### What is being asked
Copy out every line below that contains the word "blue", reproducing each one in full.

>> start Supplied material

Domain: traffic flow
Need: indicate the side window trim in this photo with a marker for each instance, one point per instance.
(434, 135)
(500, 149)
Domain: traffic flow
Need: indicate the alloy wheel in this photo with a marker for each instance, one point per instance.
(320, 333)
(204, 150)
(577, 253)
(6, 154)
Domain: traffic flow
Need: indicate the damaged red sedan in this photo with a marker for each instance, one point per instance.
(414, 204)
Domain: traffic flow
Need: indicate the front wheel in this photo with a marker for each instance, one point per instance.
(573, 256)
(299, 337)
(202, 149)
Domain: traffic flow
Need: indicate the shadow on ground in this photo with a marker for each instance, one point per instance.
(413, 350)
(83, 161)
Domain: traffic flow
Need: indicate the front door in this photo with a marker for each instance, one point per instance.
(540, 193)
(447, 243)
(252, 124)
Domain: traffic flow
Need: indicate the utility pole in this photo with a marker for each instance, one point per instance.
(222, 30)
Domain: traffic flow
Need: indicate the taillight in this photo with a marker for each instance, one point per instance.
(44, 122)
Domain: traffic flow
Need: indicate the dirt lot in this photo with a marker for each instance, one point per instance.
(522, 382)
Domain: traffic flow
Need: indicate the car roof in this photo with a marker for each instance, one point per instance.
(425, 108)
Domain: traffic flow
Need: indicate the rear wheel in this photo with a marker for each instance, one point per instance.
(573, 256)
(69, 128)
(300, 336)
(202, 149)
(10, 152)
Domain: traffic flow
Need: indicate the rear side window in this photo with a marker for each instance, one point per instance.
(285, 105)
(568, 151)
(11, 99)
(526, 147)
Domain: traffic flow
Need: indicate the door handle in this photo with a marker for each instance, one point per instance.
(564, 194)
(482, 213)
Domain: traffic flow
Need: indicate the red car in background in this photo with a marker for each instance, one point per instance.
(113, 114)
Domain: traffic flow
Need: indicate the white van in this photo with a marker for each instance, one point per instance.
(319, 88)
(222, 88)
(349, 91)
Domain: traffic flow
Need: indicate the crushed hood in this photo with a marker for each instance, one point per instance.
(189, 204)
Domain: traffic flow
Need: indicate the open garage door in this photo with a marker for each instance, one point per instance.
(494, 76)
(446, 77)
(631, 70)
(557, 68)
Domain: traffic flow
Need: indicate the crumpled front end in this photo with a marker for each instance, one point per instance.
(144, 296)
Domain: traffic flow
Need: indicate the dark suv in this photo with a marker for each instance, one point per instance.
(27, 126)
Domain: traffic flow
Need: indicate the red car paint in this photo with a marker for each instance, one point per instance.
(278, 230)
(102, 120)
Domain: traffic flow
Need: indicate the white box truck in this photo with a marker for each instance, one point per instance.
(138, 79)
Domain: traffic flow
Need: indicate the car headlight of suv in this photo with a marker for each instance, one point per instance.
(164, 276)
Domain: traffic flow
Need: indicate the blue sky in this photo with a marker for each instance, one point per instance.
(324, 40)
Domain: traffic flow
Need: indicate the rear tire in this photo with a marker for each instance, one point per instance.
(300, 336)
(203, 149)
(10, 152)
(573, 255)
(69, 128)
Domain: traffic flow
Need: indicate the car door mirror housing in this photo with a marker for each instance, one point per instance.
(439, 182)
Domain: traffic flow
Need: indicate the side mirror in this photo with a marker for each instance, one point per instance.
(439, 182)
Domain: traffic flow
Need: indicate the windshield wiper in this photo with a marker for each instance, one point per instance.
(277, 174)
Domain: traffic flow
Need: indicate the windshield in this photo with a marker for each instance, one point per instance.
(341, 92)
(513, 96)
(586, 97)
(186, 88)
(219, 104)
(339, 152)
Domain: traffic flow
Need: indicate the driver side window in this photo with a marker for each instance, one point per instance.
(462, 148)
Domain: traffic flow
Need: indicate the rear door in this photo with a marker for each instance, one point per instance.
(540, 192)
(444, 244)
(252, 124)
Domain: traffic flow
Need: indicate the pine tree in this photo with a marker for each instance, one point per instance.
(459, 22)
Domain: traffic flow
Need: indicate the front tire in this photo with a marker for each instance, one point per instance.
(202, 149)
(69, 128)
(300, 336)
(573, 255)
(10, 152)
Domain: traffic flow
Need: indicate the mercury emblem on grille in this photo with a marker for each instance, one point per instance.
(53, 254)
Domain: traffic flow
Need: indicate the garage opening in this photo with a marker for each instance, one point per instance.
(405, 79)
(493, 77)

>> end Supplied material
>> start Supplied material

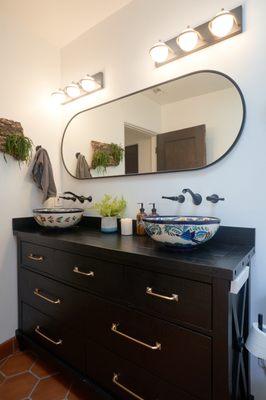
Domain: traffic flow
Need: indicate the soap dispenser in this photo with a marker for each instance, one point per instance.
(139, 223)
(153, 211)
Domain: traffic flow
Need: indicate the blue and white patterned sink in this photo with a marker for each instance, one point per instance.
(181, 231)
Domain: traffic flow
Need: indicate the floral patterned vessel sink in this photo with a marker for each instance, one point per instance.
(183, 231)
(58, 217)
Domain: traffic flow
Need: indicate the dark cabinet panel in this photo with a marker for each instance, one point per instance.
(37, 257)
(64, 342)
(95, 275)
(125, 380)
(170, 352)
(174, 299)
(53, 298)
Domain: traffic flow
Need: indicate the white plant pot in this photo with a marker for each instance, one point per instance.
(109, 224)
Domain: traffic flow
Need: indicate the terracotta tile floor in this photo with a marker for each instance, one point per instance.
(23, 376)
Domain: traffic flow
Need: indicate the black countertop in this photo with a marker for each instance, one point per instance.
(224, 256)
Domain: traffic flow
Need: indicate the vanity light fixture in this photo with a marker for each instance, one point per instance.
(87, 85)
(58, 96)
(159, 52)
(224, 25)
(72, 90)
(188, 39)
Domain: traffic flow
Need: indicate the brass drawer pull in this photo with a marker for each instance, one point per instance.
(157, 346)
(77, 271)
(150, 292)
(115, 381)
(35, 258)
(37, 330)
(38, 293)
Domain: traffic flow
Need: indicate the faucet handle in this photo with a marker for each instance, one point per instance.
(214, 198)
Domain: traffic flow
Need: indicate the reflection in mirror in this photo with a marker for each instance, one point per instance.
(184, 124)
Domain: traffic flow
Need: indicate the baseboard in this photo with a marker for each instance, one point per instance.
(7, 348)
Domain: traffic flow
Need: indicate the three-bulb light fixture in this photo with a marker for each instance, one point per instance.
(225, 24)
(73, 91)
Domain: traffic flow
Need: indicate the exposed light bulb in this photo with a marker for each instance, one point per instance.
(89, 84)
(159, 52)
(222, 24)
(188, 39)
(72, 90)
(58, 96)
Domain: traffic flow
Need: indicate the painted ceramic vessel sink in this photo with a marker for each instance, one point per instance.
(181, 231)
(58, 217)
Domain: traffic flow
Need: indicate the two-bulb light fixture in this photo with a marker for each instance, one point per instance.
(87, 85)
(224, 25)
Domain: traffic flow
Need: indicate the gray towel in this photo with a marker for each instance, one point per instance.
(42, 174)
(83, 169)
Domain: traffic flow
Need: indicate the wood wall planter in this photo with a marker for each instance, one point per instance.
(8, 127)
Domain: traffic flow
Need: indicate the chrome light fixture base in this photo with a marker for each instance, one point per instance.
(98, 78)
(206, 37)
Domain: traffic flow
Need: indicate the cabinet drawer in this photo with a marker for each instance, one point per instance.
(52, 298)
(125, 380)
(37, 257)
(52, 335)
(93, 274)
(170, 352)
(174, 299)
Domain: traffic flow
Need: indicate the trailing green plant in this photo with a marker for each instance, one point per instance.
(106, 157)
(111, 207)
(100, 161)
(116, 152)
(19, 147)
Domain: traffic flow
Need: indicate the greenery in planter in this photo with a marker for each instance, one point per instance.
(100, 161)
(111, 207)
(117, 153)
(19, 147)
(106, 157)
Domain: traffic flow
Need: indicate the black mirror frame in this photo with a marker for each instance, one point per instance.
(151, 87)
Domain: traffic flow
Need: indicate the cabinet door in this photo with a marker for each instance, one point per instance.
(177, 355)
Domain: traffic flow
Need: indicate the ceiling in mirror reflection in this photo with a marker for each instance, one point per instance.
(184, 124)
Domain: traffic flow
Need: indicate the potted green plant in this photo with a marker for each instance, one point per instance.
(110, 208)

>> end Supplied material

### Output for this exercise
Need: indicate the blue sky in this photo with a marker for each instance, one point per instance.
Need: indicate the blue and white patterned sink in this photo with a marker for each instance, one point per instance.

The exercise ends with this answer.